WORK INSTRUCTIONS:
Rewrite everything from the line containing "Where can the dog's ear" down to the end of the records, including that line, and shift every x and y value in the answer point coordinates by -117. Leave the pictures out of your answer.

EXERCISE INPUTS:
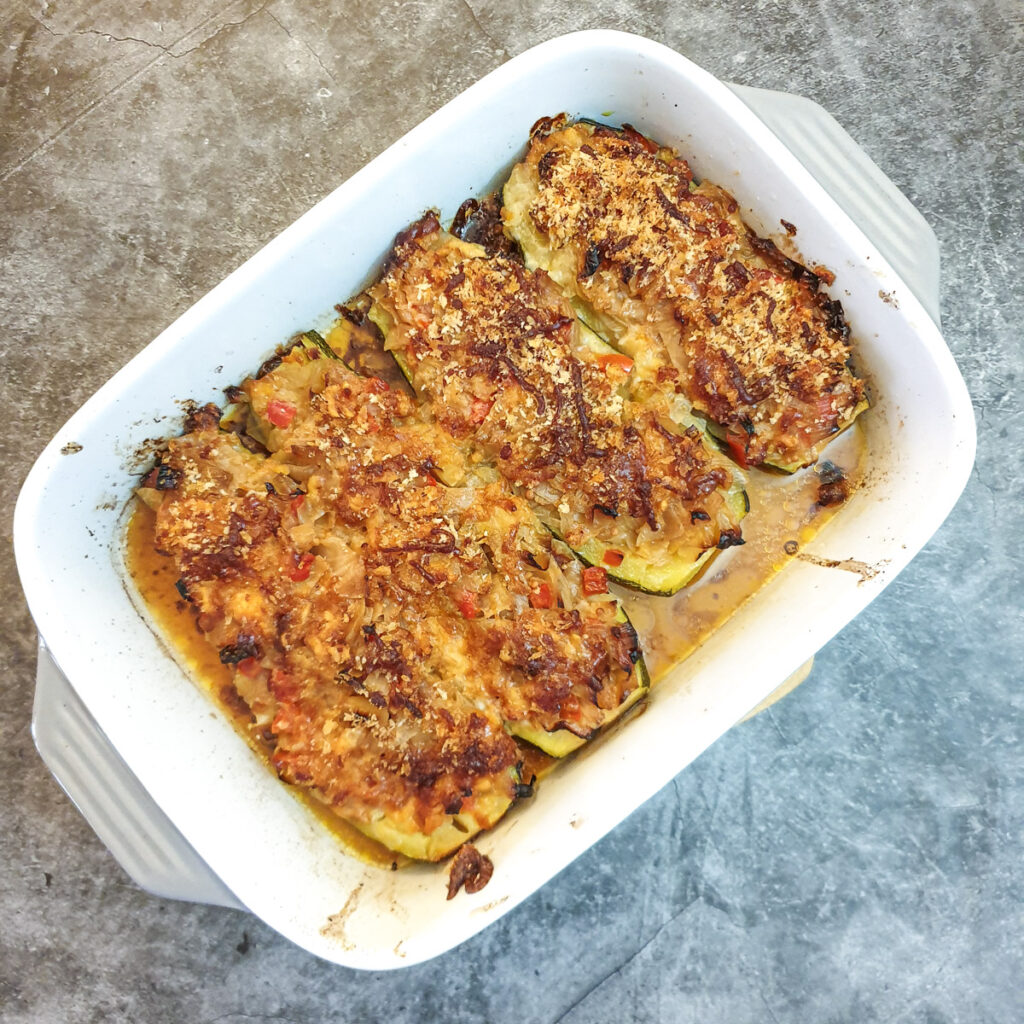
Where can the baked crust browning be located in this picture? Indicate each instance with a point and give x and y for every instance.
(504, 365)
(668, 271)
(380, 625)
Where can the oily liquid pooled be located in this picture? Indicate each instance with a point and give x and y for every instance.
(784, 515)
(154, 576)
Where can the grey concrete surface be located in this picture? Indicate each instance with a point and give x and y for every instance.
(855, 854)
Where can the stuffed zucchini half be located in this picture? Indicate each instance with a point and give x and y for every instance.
(509, 373)
(666, 270)
(388, 634)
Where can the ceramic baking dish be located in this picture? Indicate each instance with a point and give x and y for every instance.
(165, 779)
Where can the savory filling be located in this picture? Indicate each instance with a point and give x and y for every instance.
(389, 635)
(666, 269)
(508, 371)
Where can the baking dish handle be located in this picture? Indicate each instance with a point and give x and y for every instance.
(141, 838)
(857, 184)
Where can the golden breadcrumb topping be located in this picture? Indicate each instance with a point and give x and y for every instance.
(669, 264)
(385, 630)
(503, 364)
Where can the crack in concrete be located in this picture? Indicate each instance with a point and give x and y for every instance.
(491, 39)
(304, 44)
(164, 51)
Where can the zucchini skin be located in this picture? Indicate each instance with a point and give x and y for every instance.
(665, 581)
(556, 742)
(561, 742)
(588, 350)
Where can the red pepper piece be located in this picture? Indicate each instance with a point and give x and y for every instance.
(280, 413)
(595, 580)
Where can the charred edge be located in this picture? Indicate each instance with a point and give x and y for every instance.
(235, 652)
(545, 126)
(205, 418)
(427, 224)
(463, 215)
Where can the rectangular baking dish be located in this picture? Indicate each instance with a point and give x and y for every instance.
(264, 851)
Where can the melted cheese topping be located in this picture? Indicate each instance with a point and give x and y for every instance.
(671, 273)
(504, 365)
(381, 627)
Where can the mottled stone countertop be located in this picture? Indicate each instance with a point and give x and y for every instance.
(855, 854)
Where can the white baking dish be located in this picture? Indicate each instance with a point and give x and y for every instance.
(219, 805)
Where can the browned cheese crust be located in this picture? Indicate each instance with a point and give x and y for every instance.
(761, 351)
(497, 353)
(379, 623)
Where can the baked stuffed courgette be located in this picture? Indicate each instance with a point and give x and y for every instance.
(665, 269)
(511, 375)
(389, 635)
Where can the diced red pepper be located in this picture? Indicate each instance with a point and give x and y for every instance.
(467, 604)
(595, 580)
(280, 413)
(302, 568)
(616, 359)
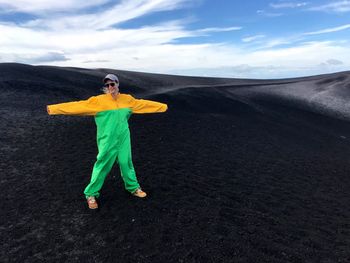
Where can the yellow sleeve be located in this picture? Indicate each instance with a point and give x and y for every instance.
(147, 106)
(83, 107)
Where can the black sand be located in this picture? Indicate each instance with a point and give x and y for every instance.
(236, 171)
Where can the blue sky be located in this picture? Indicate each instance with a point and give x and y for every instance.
(224, 38)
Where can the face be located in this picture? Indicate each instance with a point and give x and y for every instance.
(111, 86)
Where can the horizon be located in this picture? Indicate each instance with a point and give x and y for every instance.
(251, 40)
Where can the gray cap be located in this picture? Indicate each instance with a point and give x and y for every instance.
(111, 77)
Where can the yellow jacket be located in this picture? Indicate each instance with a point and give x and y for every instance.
(105, 102)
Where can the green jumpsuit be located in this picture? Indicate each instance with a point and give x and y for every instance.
(113, 134)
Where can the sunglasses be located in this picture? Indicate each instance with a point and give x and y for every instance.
(112, 84)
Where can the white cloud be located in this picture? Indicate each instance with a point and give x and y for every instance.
(218, 29)
(337, 7)
(38, 6)
(115, 14)
(329, 30)
(268, 14)
(281, 5)
(252, 38)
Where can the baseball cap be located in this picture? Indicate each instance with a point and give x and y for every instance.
(111, 77)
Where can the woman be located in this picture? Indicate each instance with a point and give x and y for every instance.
(112, 111)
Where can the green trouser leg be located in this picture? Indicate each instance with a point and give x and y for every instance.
(126, 166)
(102, 167)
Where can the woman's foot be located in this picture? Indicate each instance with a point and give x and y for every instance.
(92, 203)
(139, 193)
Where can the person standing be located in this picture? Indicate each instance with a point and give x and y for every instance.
(112, 111)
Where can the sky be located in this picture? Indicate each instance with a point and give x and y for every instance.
(215, 38)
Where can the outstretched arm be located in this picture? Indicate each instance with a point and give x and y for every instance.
(83, 107)
(147, 106)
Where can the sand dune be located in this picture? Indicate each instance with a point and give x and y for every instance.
(237, 170)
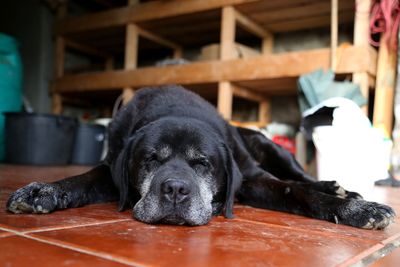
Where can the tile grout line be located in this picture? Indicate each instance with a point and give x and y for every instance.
(368, 254)
(79, 249)
(55, 228)
(46, 229)
(306, 230)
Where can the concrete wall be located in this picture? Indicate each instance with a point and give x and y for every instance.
(31, 22)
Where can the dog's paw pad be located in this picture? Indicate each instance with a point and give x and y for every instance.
(366, 215)
(34, 198)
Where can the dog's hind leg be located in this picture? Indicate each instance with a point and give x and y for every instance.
(264, 191)
(93, 186)
(279, 162)
(272, 157)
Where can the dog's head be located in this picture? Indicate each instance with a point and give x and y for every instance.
(180, 171)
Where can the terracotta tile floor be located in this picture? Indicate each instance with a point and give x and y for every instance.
(99, 235)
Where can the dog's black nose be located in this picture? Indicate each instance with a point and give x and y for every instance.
(175, 190)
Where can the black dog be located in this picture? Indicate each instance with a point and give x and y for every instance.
(174, 160)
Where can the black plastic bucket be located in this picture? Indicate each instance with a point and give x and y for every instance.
(39, 139)
(88, 147)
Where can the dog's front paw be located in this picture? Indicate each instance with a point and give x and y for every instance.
(364, 214)
(333, 188)
(36, 198)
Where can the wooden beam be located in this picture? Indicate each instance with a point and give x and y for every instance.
(264, 114)
(178, 53)
(158, 39)
(131, 55)
(267, 45)
(289, 65)
(142, 12)
(251, 26)
(361, 38)
(59, 62)
(225, 99)
(247, 94)
(109, 63)
(227, 51)
(86, 49)
(385, 87)
(228, 31)
(334, 32)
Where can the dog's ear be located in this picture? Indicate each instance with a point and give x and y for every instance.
(122, 172)
(233, 181)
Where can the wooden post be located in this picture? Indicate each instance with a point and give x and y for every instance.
(227, 46)
(334, 32)
(131, 53)
(57, 105)
(361, 38)
(385, 87)
(109, 63)
(264, 113)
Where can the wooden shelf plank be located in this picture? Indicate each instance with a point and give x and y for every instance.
(272, 66)
(143, 12)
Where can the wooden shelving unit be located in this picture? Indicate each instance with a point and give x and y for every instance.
(176, 24)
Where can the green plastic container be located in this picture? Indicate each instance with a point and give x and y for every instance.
(10, 82)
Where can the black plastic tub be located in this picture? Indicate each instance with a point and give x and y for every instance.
(39, 139)
(89, 142)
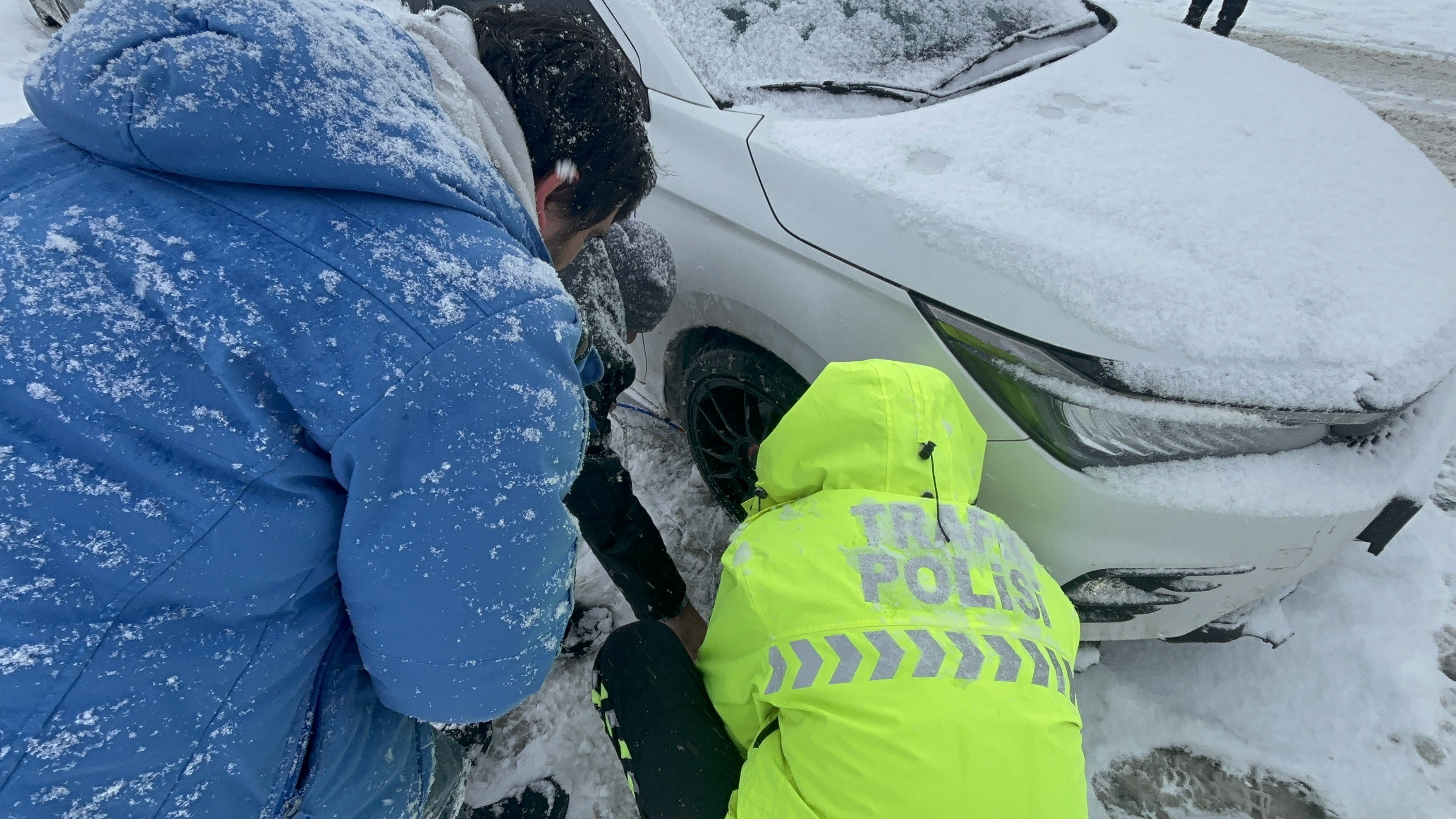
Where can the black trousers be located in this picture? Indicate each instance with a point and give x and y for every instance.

THE RESPONSE:
Where can the dog's ear be located in this picture? Indicate each instance with a point and give x and y for every instance.
(5, 55)
(116, 64)
Where can the wooden post be located in this picture? Indicate each instance with a point and give x and y for every instance.
(110, -71)
(217, -85)
(14, -64)
(-60, -12)
(244, -79)
(268, -30)
(-8, -54)
(147, -4)
Where can the wooden shelf plank be located in this picture? Indicate each instance with a point and give x and y for every instance.
(155, -51)
(26, -105)
Where can the wooden shelving unit be located in this picture? Indicate each instance with a point and give x and y for every instance.
(59, -93)
Where can the green plastic container be located in this picture? Indicate each instance with a point and give x and y for every instance.
(-107, -35)
Where can the black plastic tub be located in this picture? Indicate each instance with a point and give x and y for every instance.
(-78, 22)
(-28, 25)
Where can the black trousers be located in this picture? Indicate each instance with a point and give x and y for every instance.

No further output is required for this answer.